Exercise instructions >>
A line belongs in the answer only if it contains the word "target"; copy every such line from the listing below.

Segment Start: Task data

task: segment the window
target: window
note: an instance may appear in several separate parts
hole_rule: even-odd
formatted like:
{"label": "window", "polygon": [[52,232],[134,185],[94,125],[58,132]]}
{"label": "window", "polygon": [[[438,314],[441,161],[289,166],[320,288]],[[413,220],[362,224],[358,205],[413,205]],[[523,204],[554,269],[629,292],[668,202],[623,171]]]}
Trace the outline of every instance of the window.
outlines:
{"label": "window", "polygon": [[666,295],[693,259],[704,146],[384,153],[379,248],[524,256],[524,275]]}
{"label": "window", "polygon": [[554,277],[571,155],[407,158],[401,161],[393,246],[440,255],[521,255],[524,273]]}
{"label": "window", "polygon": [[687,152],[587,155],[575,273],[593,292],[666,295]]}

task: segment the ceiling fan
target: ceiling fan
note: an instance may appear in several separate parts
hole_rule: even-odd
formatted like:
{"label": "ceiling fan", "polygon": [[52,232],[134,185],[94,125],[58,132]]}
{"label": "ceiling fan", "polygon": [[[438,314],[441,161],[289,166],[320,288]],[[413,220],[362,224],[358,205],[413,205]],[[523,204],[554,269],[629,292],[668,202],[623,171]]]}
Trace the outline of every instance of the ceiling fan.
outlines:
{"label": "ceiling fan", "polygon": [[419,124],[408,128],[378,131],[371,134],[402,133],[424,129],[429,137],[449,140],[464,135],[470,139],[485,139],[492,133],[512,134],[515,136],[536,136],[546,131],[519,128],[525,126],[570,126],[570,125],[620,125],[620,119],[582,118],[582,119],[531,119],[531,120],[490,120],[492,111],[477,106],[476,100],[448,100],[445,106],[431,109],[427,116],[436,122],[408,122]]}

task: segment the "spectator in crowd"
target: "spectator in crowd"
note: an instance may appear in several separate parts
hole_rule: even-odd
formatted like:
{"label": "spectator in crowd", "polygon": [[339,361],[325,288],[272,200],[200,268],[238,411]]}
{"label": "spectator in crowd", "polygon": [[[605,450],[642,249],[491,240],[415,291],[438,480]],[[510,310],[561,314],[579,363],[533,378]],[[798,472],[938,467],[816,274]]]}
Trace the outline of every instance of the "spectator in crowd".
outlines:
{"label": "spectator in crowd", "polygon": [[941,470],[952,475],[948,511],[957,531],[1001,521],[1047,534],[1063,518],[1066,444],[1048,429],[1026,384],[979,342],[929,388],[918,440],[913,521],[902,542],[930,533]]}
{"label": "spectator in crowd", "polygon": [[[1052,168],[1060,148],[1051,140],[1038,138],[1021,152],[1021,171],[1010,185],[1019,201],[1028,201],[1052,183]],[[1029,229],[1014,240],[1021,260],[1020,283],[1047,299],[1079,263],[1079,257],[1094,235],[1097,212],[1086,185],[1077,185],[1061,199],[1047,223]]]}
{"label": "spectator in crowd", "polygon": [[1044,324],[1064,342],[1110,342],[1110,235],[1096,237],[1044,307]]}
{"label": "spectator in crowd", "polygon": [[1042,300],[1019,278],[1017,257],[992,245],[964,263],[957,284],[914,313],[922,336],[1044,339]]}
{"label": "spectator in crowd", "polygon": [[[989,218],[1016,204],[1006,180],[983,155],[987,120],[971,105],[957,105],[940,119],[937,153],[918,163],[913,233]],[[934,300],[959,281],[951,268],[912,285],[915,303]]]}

Segment End: Task data

Result >>
target: window
target: ceiling fan
target: "spectator in crowd"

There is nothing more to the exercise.